▶ _Tareas a realizar_:
1. Indica si cada afirmación concuerda con el fragmento sobre los árboles y el paso del tiempo. Responde sí o no y cita textualmente las palabras que lo deciden: (a) Hoy se notaba otra claridad en el cielo. (b) El sauce de las ramas vencidas ya tiene hojas. (c) Quien narra dice haber visto florecer cinco veces el mismo árbol.
2. Prosigue el fragmento sobre los árboles y el paso del tiempo a partir de su última oración.

Ayer cuando entraba al trabajo, a la misma hora de siempre, el
cielo estaba oscuro y apenas una línea entre bermeja y amarillenta se asomaba
por entre las copas de los árboles más altos, hoy ya se notaba otra claridad en
el cielo, como si el mundo girara levemente en su eje, anunciando tibiamente
la proximidad de la primavera, pero el sauce de las ramas vencidas aún no tiene
hojas, y la hierba ya no amanece blanca.
Ocurre
invariablemente, los ciclos de los árboles que frecuentamos se tornan nuestra
medida del tiempo, el otro día pensé “ya vi florecer cinco veces este mismo
árbol” y quisiera que no vuelva a ocurrir, que aparezcan otros horizontes,
otras rutinas cuadriculadas, otros rostros ocasionales.

▶ _Datos proporcionados_:
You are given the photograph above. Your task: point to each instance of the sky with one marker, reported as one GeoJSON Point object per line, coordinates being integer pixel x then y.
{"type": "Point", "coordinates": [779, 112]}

▶ _Respuestas_:
1.
(a) Sí: "hoy ya se notaba otra claridad en el cielo".
(b) No: "pero el sauce de las ramas vencidas aún no tiene hojas".
(c) Sí: "ya vi florecer cinco veces este mismo árbol".

2.
Vaya a saberse
porqué, al ver las primeras flores, pensé en un cuento de Oscar Wilde, un pequeño
fragmento, tan simple como puro:
De pronto se frotó
los ojos, como si no pudiera creer lo que veía, y miró, y miró…
Ciertamente era un
espectáculo maravilloso. En el rincón más lejano del jardín había un árbol
completamente cubierto de flores blancas; sus ramas eran todas de oro, y de
ellas colgaba fruta de plata, y al pie estaba el niño al que el gigante había
amado...
Era el cuento del
gigante egoísta, aquel que mostraba el amanecer de la luz en la naturaleza,
como estrellas de día, titilantes, donde los doce melocotoneros se cubrían con
delicadas flores color rosa y perla, donde todo lo que emanaba del cuento eran
niños cantando con dulzura, rodeando con la escritura las orillas de un paraíso
terrenal. La feliz patria de la infancia.
Oscar Wilde decía
que solo podía haber dos clases de personas: los que son encantadores, y los
que no lo son.
Y creo que tenía
razón.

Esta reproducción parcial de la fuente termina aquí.